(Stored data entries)
--------

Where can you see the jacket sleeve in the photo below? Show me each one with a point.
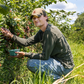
(48, 45)
(31, 40)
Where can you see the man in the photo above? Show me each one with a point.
(56, 57)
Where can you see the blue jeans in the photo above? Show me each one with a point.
(51, 67)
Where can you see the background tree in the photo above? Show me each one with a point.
(18, 22)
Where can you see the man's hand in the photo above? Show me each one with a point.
(6, 32)
(19, 55)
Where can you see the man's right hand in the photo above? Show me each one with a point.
(6, 32)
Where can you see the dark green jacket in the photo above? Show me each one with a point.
(54, 46)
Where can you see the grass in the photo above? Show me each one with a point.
(27, 77)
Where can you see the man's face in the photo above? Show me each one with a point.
(39, 21)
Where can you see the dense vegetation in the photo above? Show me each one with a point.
(17, 20)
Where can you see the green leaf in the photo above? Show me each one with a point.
(4, 9)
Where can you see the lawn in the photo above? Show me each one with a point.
(27, 77)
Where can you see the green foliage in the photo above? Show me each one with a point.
(4, 9)
(18, 22)
(79, 23)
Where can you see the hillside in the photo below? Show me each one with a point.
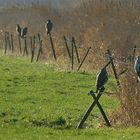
(40, 102)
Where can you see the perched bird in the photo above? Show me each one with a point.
(18, 30)
(137, 67)
(101, 80)
(24, 32)
(48, 26)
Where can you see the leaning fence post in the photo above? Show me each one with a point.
(40, 50)
(8, 39)
(32, 40)
(66, 44)
(25, 51)
(19, 42)
(77, 54)
(12, 44)
(87, 113)
(83, 59)
(5, 43)
(72, 55)
(52, 45)
(113, 67)
(134, 53)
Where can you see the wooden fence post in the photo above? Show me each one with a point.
(87, 113)
(19, 42)
(40, 50)
(12, 44)
(113, 67)
(32, 40)
(52, 45)
(8, 39)
(25, 51)
(83, 59)
(67, 48)
(77, 54)
(134, 53)
(5, 43)
(72, 55)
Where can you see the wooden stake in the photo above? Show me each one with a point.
(87, 113)
(83, 59)
(52, 45)
(25, 51)
(72, 55)
(77, 54)
(113, 67)
(67, 48)
(19, 41)
(12, 44)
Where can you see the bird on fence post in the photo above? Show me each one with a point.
(137, 67)
(48, 27)
(18, 29)
(101, 80)
(24, 32)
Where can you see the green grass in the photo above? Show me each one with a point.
(37, 101)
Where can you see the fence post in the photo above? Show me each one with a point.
(39, 51)
(12, 44)
(5, 43)
(134, 53)
(52, 45)
(77, 54)
(113, 67)
(72, 55)
(83, 59)
(19, 42)
(25, 51)
(8, 39)
(66, 44)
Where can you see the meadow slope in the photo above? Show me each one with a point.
(40, 101)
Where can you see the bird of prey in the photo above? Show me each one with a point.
(101, 80)
(48, 26)
(137, 67)
(18, 30)
(24, 32)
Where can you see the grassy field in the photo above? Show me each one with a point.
(40, 101)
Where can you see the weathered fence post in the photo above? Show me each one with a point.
(113, 67)
(83, 59)
(76, 50)
(40, 50)
(101, 109)
(52, 45)
(19, 43)
(32, 40)
(8, 39)
(67, 48)
(72, 55)
(5, 43)
(87, 113)
(12, 44)
(25, 51)
(134, 53)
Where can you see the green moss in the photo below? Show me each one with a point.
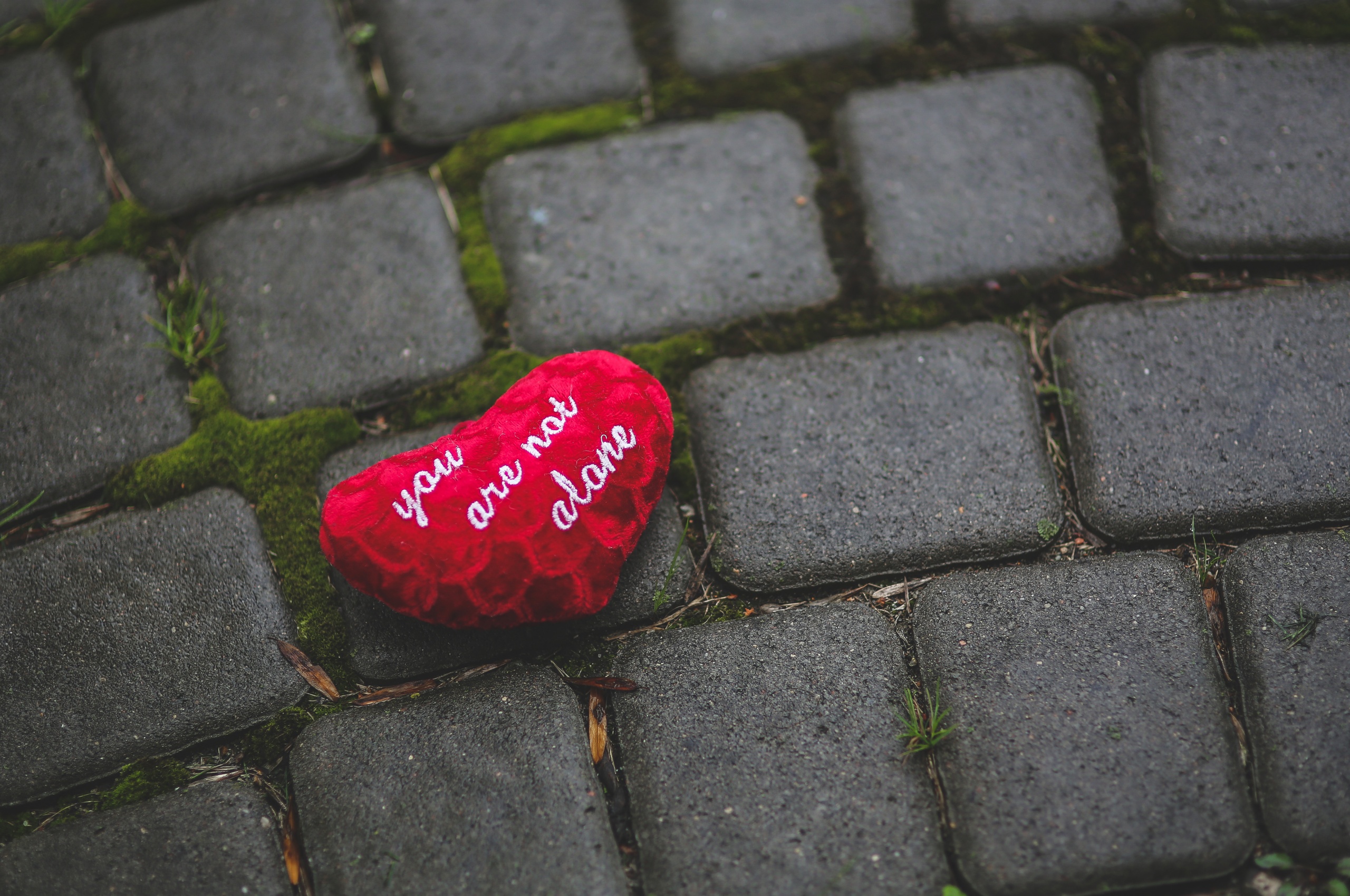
(145, 779)
(265, 744)
(480, 265)
(129, 227)
(465, 165)
(273, 463)
(466, 394)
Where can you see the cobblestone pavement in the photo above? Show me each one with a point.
(1005, 550)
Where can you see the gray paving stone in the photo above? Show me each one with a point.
(51, 172)
(137, 635)
(219, 99)
(1232, 412)
(869, 456)
(348, 295)
(206, 841)
(1049, 14)
(81, 393)
(982, 177)
(1295, 701)
(456, 65)
(387, 646)
(1249, 150)
(762, 757)
(644, 235)
(1093, 747)
(717, 37)
(483, 788)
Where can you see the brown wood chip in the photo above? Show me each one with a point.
(308, 671)
(291, 845)
(596, 723)
(604, 683)
(391, 693)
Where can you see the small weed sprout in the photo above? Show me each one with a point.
(922, 731)
(189, 335)
(60, 15)
(1207, 558)
(1296, 632)
(13, 512)
(663, 596)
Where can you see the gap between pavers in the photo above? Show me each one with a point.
(204, 841)
(1296, 697)
(644, 235)
(485, 787)
(81, 391)
(457, 65)
(986, 176)
(387, 646)
(51, 170)
(339, 296)
(1226, 412)
(763, 757)
(138, 635)
(720, 37)
(1052, 14)
(1093, 747)
(1248, 149)
(871, 456)
(214, 100)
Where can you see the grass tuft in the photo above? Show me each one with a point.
(187, 335)
(13, 512)
(922, 729)
(1300, 629)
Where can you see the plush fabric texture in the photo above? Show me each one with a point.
(522, 516)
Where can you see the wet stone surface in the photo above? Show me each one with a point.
(1086, 697)
(388, 646)
(1048, 14)
(762, 757)
(717, 37)
(345, 295)
(1294, 690)
(51, 172)
(982, 177)
(458, 65)
(1249, 150)
(206, 841)
(871, 455)
(639, 237)
(81, 393)
(215, 100)
(1230, 412)
(485, 787)
(133, 636)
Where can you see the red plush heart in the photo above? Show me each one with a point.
(524, 514)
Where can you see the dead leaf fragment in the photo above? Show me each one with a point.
(596, 723)
(605, 683)
(393, 692)
(78, 516)
(308, 671)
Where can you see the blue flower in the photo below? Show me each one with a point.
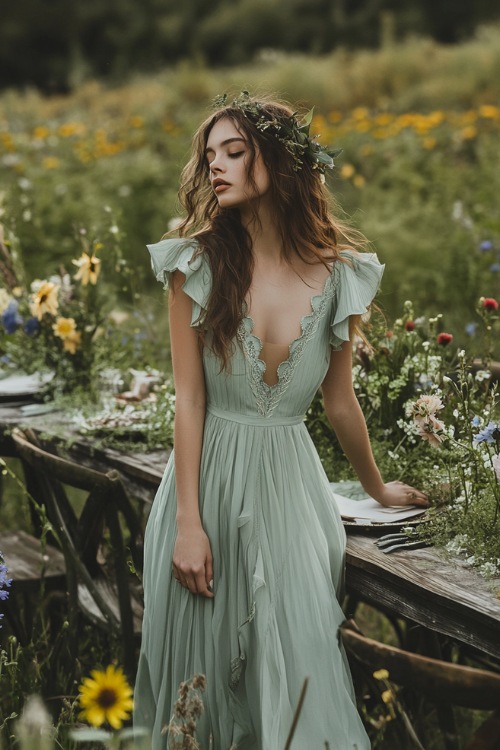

--------

__Problem details__. Please give the data again unaltered, leaving out any images.

__Output for this task__.
Where can you see the jacket sleeve in the photo below? Show me each one with a point.
(48, 45)
(31, 40)
Where can you see the man in the photo above? Show me each one with a point.
(56, 57)
Where can you see the blue jeans in the photo above? Show me each one with a point.
(51, 67)
Where can you see the background tree in the photo above? Show me each one with a point.
(18, 22)
Where can you see the man's hand in the photo above? Show me each one with a point.
(6, 32)
(19, 55)
Where can you see the man's right hand in the photo above? Show me each one with a point.
(6, 32)
Where can you see the dark green jacket in the photo above? Show me each one with a point.
(54, 46)
Where can you see the grass in the photo above? Show me each one with a point.
(27, 77)
Where can you see the man's face in the photo above? Show me each one with a point.
(39, 21)
Where can you see the dense vegetation in the photo above? Show me each one with a point.
(17, 20)
Where can you see the green leaf in the photo above? Show me each one with a point.
(4, 9)
Where can you see the lawn in the photo above? Show me each one with a point.
(27, 77)
Where can you see the green foliage in the photo above? Show me each one with a point.
(4, 9)
(18, 22)
(79, 23)
Where can you see the hillside in the photo below? Show me each one with a point.
(40, 102)
Where can you see the perched bird in the photo above? Show me each one with a point.
(18, 30)
(137, 67)
(101, 80)
(24, 32)
(48, 26)
Where can you see the leaning fence post in the photo above? Show me each one with a point.
(40, 50)
(8, 39)
(32, 40)
(66, 44)
(25, 51)
(19, 42)
(77, 54)
(12, 44)
(87, 113)
(83, 59)
(5, 43)
(72, 55)
(52, 45)
(113, 67)
(134, 53)
Where can you see the wooden fence post in the photo above? Show me each one with a point.
(87, 113)
(19, 42)
(40, 50)
(12, 44)
(113, 67)
(32, 40)
(52, 45)
(8, 39)
(25, 51)
(83, 59)
(67, 48)
(77, 54)
(134, 53)
(5, 43)
(72, 55)
Where can you see the wooden stake in the photo above? Show me each one with a point.
(87, 113)
(83, 59)
(52, 45)
(25, 51)
(72, 55)
(77, 54)
(113, 67)
(67, 48)
(19, 41)
(12, 44)
Where can you see the bird on fence post in the photo above? Show me each one with a point.
(137, 67)
(48, 27)
(18, 29)
(101, 80)
(24, 32)
Where can you see the green grass in the photo above? Show me each one with a point.
(37, 101)
Where can you see the fence post in the photo above? Show me each one with a point.
(39, 51)
(12, 44)
(5, 43)
(134, 53)
(52, 45)
(77, 54)
(113, 67)
(72, 55)
(83, 59)
(19, 42)
(25, 51)
(8, 39)
(66, 44)
Where can you see the meadow slope in the photo above? Show me each one with a point.
(40, 101)
Where can you see the bird of prey in the photo above? Show me each one with a point.
(101, 80)
(48, 26)
(137, 67)
(18, 30)
(24, 32)
Where can you see the grassy field in the photo above? Show me each one with a point.
(40, 101)
Where can you see the weathered fence post in the photo above? Show me each one with a point.
(113, 67)
(83, 59)
(76, 50)
(40, 50)
(101, 109)
(52, 45)
(19, 43)
(32, 40)
(8, 39)
(67, 48)
(72, 55)
(5, 43)
(87, 113)
(12, 44)
(25, 51)
(134, 53)
Where can you see the green moss in the photo below? Show me each one with a point.
(145, 779)
(265, 744)
(480, 265)
(129, 227)
(465, 165)
(273, 463)
(466, 394)
Where can you see the cobblestone pavement in the photo above? Show me each one with a point.
(1005, 550)
Where can you see the gray paving stone in the photo above? Show me each one with a point.
(51, 172)
(137, 635)
(219, 99)
(1232, 412)
(869, 456)
(348, 295)
(206, 841)
(1049, 14)
(81, 393)
(982, 177)
(1295, 701)
(456, 65)
(387, 646)
(1249, 150)
(762, 757)
(644, 235)
(1093, 747)
(717, 37)
(483, 788)
Where can you see the brown wood chip in the photo above? Show me each one with a point.
(308, 671)
(291, 845)
(596, 723)
(604, 683)
(391, 693)
Where can you see the small weed sprout in the photo above? Show me each one with a point.
(922, 731)
(189, 335)
(60, 15)
(1207, 558)
(1296, 632)
(13, 512)
(663, 596)
Where can you see the gap between pavers in the photo above? Show me each one with a point.
(204, 841)
(1296, 697)
(644, 235)
(485, 787)
(81, 391)
(457, 65)
(986, 176)
(387, 646)
(51, 170)
(339, 296)
(1226, 412)
(763, 757)
(138, 635)
(720, 37)
(1052, 14)
(1093, 747)
(1248, 149)
(871, 456)
(214, 100)
Where can you see the grass tuft in the photo above? Show me each one with a point.
(187, 335)
(13, 512)
(922, 729)
(1300, 629)
Where can you see the plush fabric texture in the photo above? Show me each one with a point.
(522, 516)
Where can you see the wet stone surface in the photo above? Show me each one with a point.
(1086, 697)
(388, 646)
(1048, 14)
(762, 757)
(717, 37)
(345, 295)
(1294, 690)
(51, 172)
(982, 177)
(458, 65)
(1249, 150)
(206, 841)
(871, 455)
(639, 237)
(81, 393)
(215, 100)
(1230, 412)
(485, 787)
(133, 636)
Where can you see the red plush heart in the photo above? Show me each one with a point.
(524, 514)
Where can you see the dead leaf fragment in the photo above? Show me each one with a point.
(596, 723)
(605, 683)
(393, 692)
(78, 516)
(308, 671)
Where can you see the blue flower in the photo below? Show me each one with a point.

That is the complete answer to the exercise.